### Given problem
Format the material below as a two-column CSV with the headers instruction and response. Cover only the lines from the one containing "pixels, e.g. 1006,158,1108,242" through the one containing "366,852,397,876", inclusive. Each row should hold one instruction and its response, with each value in a single quoted field and any line breaks replaced by spaces.

### Dataset records
* * *
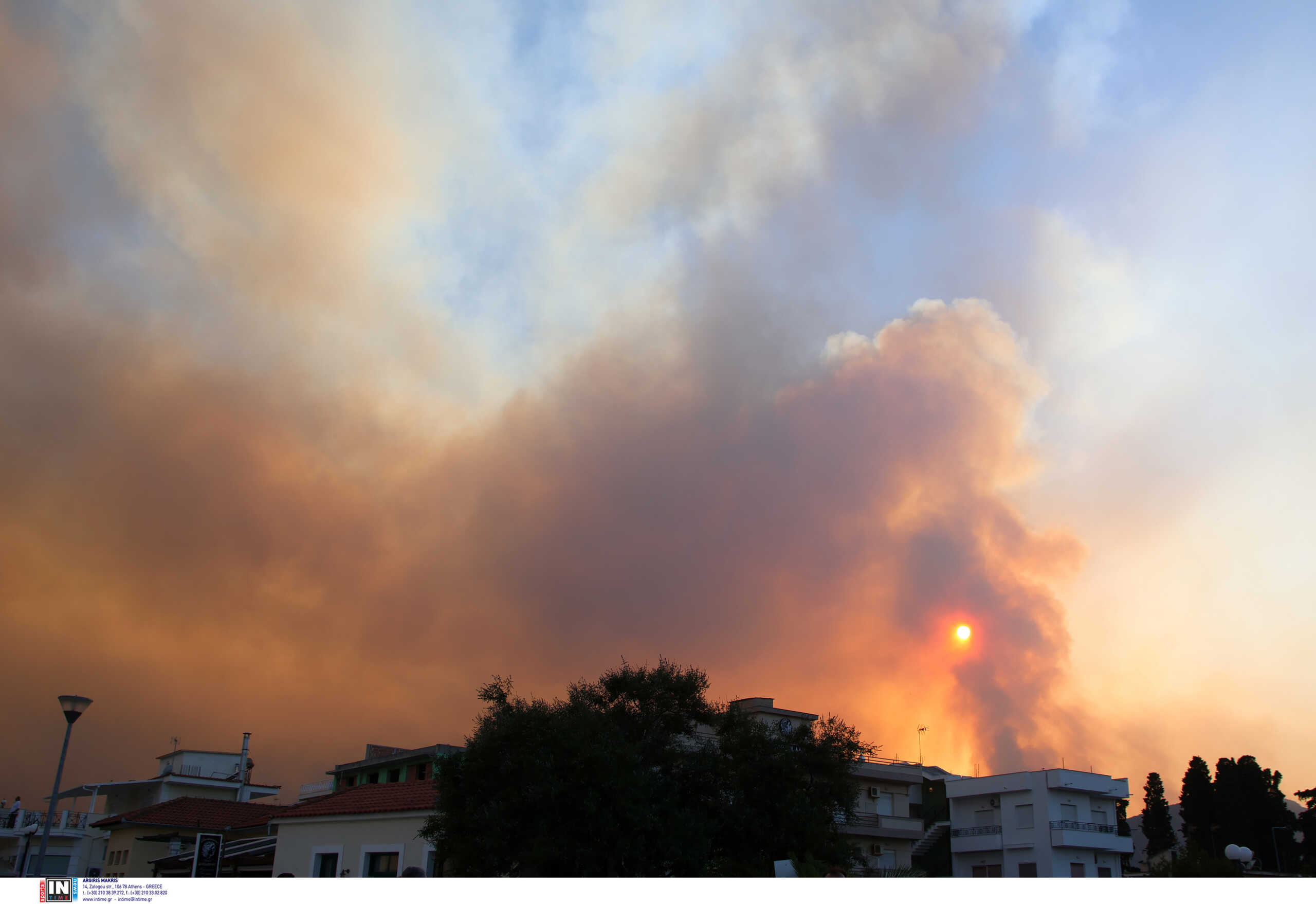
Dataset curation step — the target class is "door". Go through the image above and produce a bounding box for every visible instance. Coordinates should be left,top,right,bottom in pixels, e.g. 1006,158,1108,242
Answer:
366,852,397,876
* * *
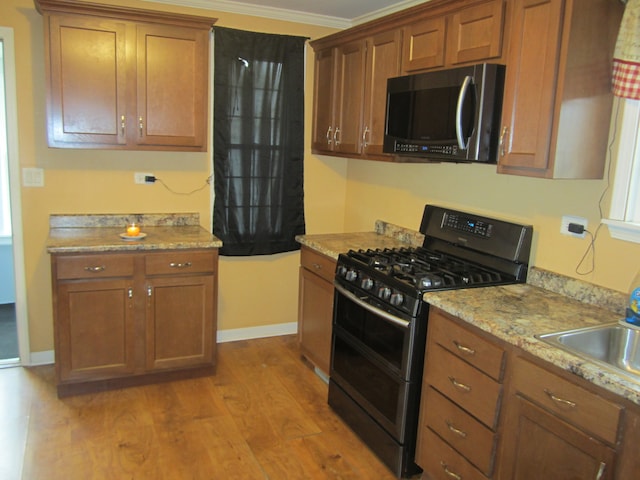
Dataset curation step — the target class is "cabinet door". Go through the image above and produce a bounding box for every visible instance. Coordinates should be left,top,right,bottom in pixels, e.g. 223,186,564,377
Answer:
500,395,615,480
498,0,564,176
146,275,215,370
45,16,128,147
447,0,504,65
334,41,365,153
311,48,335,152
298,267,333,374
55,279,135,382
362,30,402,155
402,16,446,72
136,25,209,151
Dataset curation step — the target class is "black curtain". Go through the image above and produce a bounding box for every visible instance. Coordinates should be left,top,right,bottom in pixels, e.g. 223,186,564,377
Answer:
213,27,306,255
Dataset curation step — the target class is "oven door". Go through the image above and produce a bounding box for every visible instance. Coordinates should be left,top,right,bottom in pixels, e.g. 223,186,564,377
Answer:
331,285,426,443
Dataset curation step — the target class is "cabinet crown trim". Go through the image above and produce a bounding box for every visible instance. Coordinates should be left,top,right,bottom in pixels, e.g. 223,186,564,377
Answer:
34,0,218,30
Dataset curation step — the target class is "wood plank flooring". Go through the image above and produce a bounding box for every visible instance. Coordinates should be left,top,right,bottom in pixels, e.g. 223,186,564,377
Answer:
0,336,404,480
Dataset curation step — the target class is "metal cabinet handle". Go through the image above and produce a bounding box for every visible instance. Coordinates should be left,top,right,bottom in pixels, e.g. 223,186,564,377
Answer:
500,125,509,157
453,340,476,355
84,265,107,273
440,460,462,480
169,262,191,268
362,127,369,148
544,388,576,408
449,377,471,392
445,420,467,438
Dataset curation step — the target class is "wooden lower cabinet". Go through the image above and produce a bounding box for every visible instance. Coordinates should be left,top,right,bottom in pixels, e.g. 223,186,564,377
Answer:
* * *
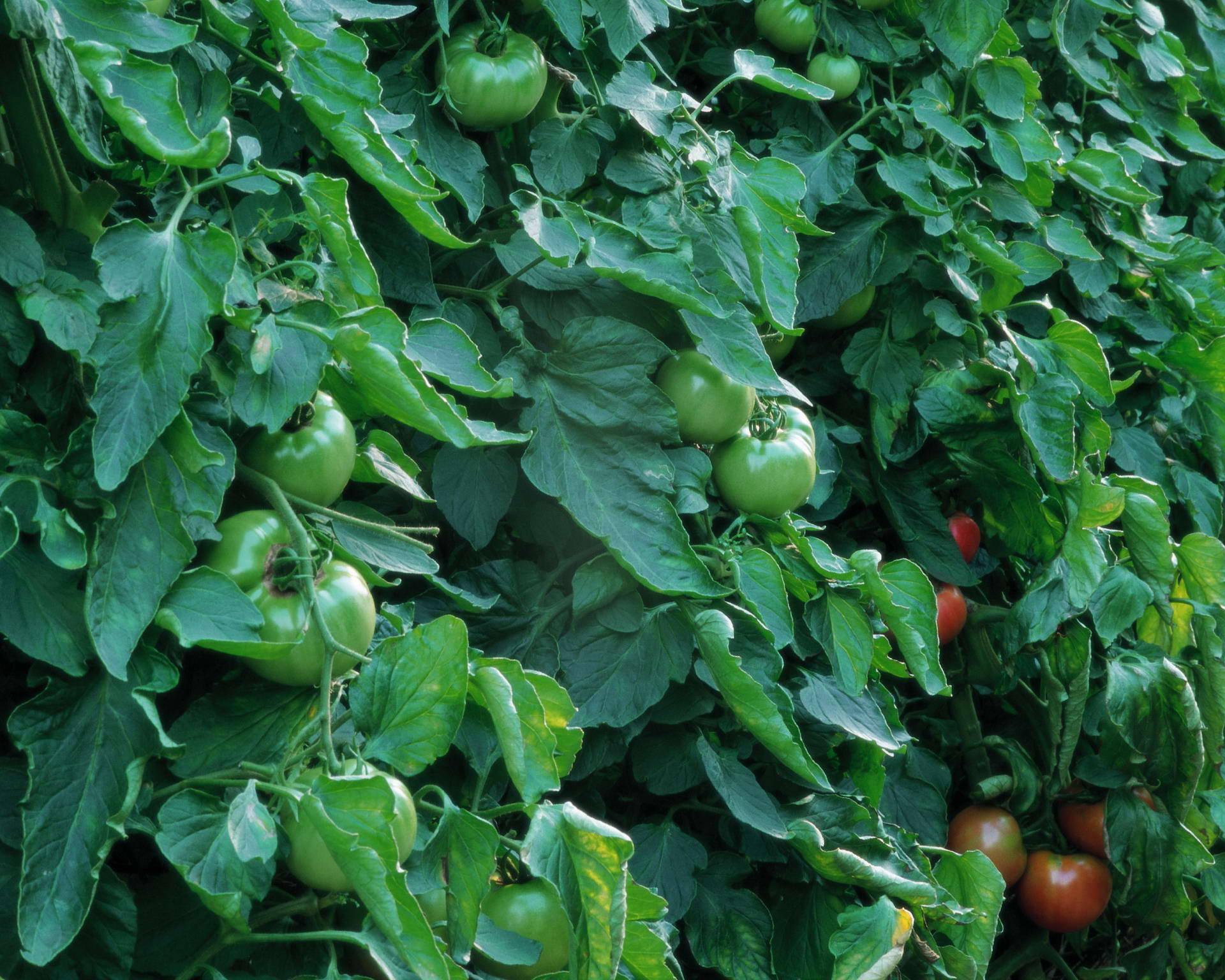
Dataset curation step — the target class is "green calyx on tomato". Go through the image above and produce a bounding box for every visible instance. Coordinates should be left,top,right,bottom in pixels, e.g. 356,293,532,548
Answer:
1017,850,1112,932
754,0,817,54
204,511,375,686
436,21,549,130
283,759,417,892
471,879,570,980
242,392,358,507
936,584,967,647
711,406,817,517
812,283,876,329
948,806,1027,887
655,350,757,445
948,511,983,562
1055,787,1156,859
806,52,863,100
* * *
### Solution to this problem
instruction,response
"Dataset curation step — the target class is ""door"". Go through the image above and produce a bounding box for every visible instance. Coordinates should be left,top,right,bottom in pixels, e.g. 1006,158,1108,242 Answer:","366,852,397,876"